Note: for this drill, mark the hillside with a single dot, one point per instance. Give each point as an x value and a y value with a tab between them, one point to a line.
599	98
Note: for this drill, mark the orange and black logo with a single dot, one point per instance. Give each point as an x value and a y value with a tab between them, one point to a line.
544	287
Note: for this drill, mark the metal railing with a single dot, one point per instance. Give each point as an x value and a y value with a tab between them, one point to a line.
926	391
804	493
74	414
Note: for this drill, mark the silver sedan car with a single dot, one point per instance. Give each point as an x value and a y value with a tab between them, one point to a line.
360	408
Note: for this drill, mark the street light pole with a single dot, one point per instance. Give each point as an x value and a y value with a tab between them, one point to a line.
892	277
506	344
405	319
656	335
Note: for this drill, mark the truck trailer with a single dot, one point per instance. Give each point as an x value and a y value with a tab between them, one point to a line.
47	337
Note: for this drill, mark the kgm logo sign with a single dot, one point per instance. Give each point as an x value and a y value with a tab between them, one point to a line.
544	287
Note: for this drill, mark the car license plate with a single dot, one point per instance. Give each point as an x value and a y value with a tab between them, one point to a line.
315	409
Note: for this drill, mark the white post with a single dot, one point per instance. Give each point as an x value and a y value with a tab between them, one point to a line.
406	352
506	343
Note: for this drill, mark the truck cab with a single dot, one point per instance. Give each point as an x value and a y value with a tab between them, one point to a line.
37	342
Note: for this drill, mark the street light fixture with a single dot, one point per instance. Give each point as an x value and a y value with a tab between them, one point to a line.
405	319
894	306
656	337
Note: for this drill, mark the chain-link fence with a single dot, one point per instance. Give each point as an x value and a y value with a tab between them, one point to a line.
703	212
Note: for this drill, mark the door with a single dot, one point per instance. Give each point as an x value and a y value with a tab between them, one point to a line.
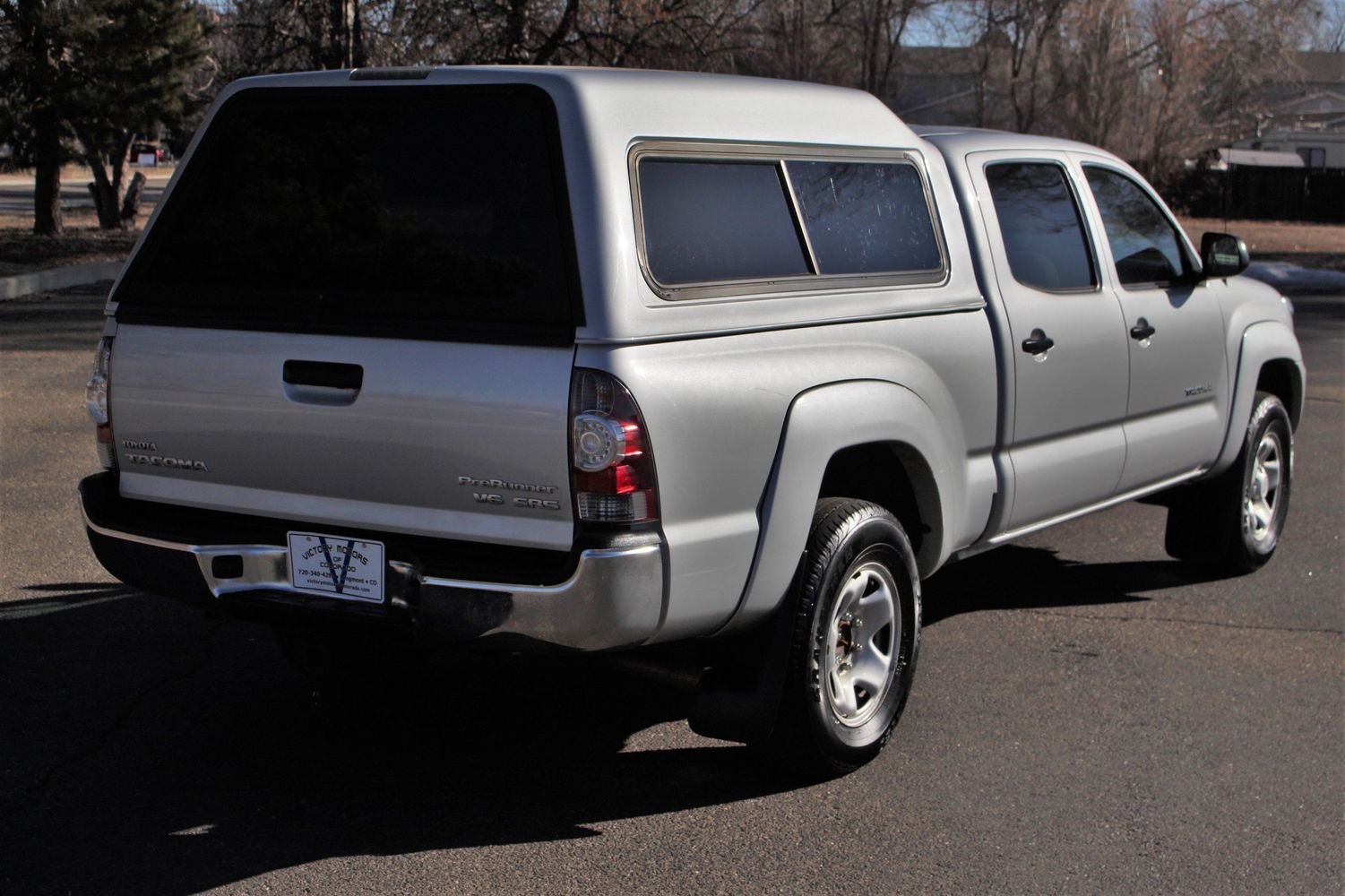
1070	359
1175	327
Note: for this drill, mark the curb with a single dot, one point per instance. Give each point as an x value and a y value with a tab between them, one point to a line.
27	284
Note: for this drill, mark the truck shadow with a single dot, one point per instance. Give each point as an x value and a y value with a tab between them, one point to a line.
147	748
1016	577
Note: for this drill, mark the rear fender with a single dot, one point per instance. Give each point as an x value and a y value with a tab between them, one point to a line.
821	423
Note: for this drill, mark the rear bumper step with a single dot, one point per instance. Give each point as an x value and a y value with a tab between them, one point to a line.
612	598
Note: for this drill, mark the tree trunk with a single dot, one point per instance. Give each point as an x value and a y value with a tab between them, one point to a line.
46	195
109	175
131	204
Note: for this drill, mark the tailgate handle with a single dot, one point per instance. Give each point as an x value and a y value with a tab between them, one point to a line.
323	373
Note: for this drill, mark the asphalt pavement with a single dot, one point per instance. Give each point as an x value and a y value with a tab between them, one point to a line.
1089	716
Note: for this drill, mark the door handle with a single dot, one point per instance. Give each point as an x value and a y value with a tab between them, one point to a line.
1038	342
324	375
1142	330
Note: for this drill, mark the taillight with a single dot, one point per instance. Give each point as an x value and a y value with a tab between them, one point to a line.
96	401
614	469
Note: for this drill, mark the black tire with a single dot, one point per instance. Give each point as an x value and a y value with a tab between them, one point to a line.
854	547
1232	523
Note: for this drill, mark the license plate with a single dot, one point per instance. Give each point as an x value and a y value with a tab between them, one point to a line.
337	566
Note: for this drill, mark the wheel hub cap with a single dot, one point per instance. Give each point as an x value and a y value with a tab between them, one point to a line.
1263	488
861	650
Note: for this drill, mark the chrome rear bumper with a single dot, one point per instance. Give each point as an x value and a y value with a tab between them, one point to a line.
614	598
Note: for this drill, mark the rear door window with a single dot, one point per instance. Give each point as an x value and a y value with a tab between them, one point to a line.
1041	227
415	211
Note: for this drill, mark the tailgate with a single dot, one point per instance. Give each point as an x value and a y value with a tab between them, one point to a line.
453	440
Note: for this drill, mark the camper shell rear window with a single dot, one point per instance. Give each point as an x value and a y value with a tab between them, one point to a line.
413	211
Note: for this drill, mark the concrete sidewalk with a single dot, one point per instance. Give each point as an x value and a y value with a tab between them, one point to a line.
51	279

━━━━━━━━

* **Instruction**: Copy the material above exactly and drop the pictures.

* **Exercise response**:
Note: for this drill, mark the hillside with a single dot, one point per instance. Give each point as an x value and a y value with a tab between them, one point to a line.
599	98
Note: for this drill, mark the orange and black logo with a single dot, one point per instance. Give each point as an x value and a y value with a tab between them, one point to a line.
544	287
Note: for this drill, mark the metal railing with a single dot, one point per instance. Give each point as an x value and a y value with a tab between them, one point to a line.
926	391
804	493
74	414
Note: for this drill, mark the silver sedan car with a single dot, one point per instance. Give each point as an x value and a y value with a tab between them, one point to a line.
360	408
Note: for this drill, mark the street light pole with a single dot, one point per instance. Give each point as an x value and a y value with a tab between them, one point to a line.
892	277
506	344
405	319
656	335
Note: for this drill, mark the truck trailer with a single dot, one point per instance. Give each point as an x value and a y value with a tab between them, one point to a line.
47	337
Note: for this drill, mark the kgm logo sign with a single dot, one point per instance. Give each point as an x value and a y value with a tab between them, one point to a line.
544	287
Note: for this drill, mark the car license plate with a single dot, one point per instance. Give each point as an x value and a y value with a tab between them, one point to a line.
315	409
Note: for this drill, mark the white post with a single dot, one point per instance. Give each point as an x value and a y value with a tab between them, one point to a line.
406	352
506	343
Note: for this drill, mark the truck cab with a single dot, one point per instance. Give each point as an x value and a y value with a tab between them, one point to a line.
37	342
Note: for this drill, mark the street light fixture with a single dot, one point per instance. Give each point as an x value and a y value with a tab between them, one point to a line.
405	319
894	306
656	337
Note: for this drill, mark the chain-link fence with a single dot, one point per instance. Give each point as an x value and a y value with a tab between them, one point to a line.
703	212
Note: for this drill, mark the door with a single dot, one point per instance. Give each point as an x value and a y value with a tab between them, one point to a line.
1070	359
1175	327
Note: for this drill, mark the curb with a single dot, one point per instance. Give each point as an x value and a y value with a tab between them, one point to a line.
27	284
Note: for this drill, mark the truck shadow with a single dot, one point per instance. Give each point as an x value and a y value with a tab between them, one point to a line.
147	748
1016	577
Note: for this drill, mark the rear fender with a single dot, one point per instance. Give each point as an x value and a y value with a tab between them, one point to a line.
821	423
Note: for this drill, mark the rear bumper step with a single dot, one point per instance. Give each point as an x value and a y value with a tab between them, one point to a line.
612	598
Note: for this drill, mark the tree trunk with a single dot, one point per instance. Give each point as an x value and a y value with a tab between them, one point to a line.
46	195
109	175
131	204
Note: for this drill, mark the tailgate handle with a single dot, one point per instance. Give each point as an x value and a y value with a tab between them, one point to a line.
323	373
Note: for this drill, mark the asphalt pavement with a single dot, one point per instance. Give each point as an x value and a y value with a tab between them, one point to a line.
1089	716
Note: for this drill, mark the door handle with a single dot, one point per instance. Give each point as an x value and a y value with a tab between them, one point to a line.
1038	342
324	375
1142	330
Note: for this drill, mark the taillight with a single dot, one point per instance. Give each point as an x value and a y value with a tab between them, one point to a line.
96	401
614	469
Note: for this drill, mark the black tire with a single dot, one point per instance. Give each point as an x value and a y value with a tab between them, one point to a line.
854	547
1232	523
Note: for this drill, mark the license plate with a single dot, one point per instance. Give each point as an x value and a y value with a tab between them, one point to a line.
337	566
Note: for this drill, mark the wheel hub cap with a single dot, one point per instance. Give each point as an x value and a y value with a tab between them, one point to a line.
1263	488
861	650
Note: for this drill, mark the chrome rear bumper with a single dot, one point per instance. Give each point as an x value and a y value with a tab between them, one point to a line.
614	598
Note: for this drill, mark the rear door window with a single dot, one point per instance. Give each point as an x value and a y value with a tab between them, one point to a line.
1041	227
415	211
Note: for this drill, mark the tailgate with a single dot, one point per instance. Give each point as an x value and a y value with a tab between them, one point to a line.
453	440
Note: for this drill, mark the camper shell rear window with a single dot, one point per instance. Give each point as an x value and a y value with a tab between them, one point to a line.
413	211
Note: for this drill, mark the concrete sidewalk with a single dot, one point per instance. Give each point as an x value and a y value with a tab between them, one point to a line.
51	279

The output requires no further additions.